==== INPUT MATERIAL

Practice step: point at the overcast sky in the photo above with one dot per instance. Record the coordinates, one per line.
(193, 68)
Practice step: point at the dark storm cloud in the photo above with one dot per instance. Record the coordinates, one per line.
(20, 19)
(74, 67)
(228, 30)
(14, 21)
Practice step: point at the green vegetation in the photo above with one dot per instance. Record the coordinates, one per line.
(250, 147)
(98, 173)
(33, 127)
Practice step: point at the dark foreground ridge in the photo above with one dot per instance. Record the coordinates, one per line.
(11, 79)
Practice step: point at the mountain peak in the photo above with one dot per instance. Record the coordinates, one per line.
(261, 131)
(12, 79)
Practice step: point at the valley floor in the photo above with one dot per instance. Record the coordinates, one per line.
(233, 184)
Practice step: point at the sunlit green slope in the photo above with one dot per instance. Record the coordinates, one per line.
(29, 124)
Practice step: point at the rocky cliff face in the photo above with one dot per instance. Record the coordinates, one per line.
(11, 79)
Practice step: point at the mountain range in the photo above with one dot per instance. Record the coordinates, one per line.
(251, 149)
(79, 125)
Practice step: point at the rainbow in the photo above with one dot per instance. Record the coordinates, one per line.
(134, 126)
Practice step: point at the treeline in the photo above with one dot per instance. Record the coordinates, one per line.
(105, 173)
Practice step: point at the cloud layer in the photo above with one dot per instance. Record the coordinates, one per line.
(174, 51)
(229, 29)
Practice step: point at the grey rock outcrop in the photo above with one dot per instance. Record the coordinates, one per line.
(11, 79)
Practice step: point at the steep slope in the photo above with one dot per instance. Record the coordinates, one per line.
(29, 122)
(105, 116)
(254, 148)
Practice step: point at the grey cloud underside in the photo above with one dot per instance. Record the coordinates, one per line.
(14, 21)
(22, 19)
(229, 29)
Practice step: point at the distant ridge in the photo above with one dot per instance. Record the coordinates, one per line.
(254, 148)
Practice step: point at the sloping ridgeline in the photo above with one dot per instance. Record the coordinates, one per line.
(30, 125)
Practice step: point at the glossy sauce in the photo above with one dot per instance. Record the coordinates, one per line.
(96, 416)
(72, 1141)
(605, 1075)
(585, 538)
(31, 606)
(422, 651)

========

▸ **EXERCISE GOAL**:
Rewrite the listing above with every "dot" swapped for "marker", leaving all else as it is.

▸ **SOLUTION TO THE PROBLEM**:
Practice step: point at the overcast sky in the photo above with one marker per instance. Record the coordinates, one per line.
(193, 68)
Practice step: point at the dark storm cloud in the photo above with one marker per instance. Record the coordinates, one per line.
(20, 19)
(74, 67)
(228, 30)
(14, 21)
Practice step: point at the green vegetation in the photo above with one marker per instance. Record the coordinates, one per line.
(250, 147)
(98, 173)
(33, 127)
Practice step: point at the dark foreground ridge in the photo above with one marker per instance. Record the coordinates, one per line.
(11, 79)
Practice step: point at the mountain peak in the photo above with one marker per instance. Record the coordinates, one per line.
(261, 131)
(12, 79)
Practice step: point at the valley floor in the photo above with one marker per instance. Record the coordinates, one per line.
(233, 184)
Practice step: point at the sunlit green slope in the photo above with one marker per instance. Record the coordinates, one per line.
(29, 124)
Practice step: point at the rocky cliff face in the photo above with one marker per instance. Record the coordinates, one per line.
(11, 79)
Practice step: point at the mountain range in the photo above with one marker per instance. Record the coordinates, one per line.
(251, 149)
(79, 125)
Practice step: point at the rainbow in the photo above with one marker per instance. Record the coordinates, one per line.
(134, 126)
Practice step: point at the treeline in the photo above with one marker per instance. Record the coordinates, one per line.
(105, 173)
Practice step: point at the cloud layer in the photo above with one marker per instance. Record the coordinates, one per line.
(174, 51)
(229, 29)
Practice step: point at the grey rock outcrop in the photo above with one marker per instance. Record the coordinates, one per line.
(11, 79)
Practice step: point at the steep slope in the photo above with one marker per instance. Record the coordinates, one per line.
(29, 122)
(105, 116)
(254, 148)
Practice step: point at the grey cloud underside in the photo above with one marker per instance. Record the coordinates, one per line.
(14, 21)
(22, 19)
(229, 29)
Practice step: point at the distant ridge in the photo above with one marker per instance. Record the coordinates, one per line.
(254, 148)
Practice step: point at the sloping ridgeline in the photo above with one marker per instance. Record the coordinates, one per line.
(30, 125)
Practice step: point at the glossy sauce in the photo above with one marker per instance. Record the coordinates, one per line.
(96, 416)
(72, 1141)
(605, 1075)
(585, 538)
(31, 606)
(422, 651)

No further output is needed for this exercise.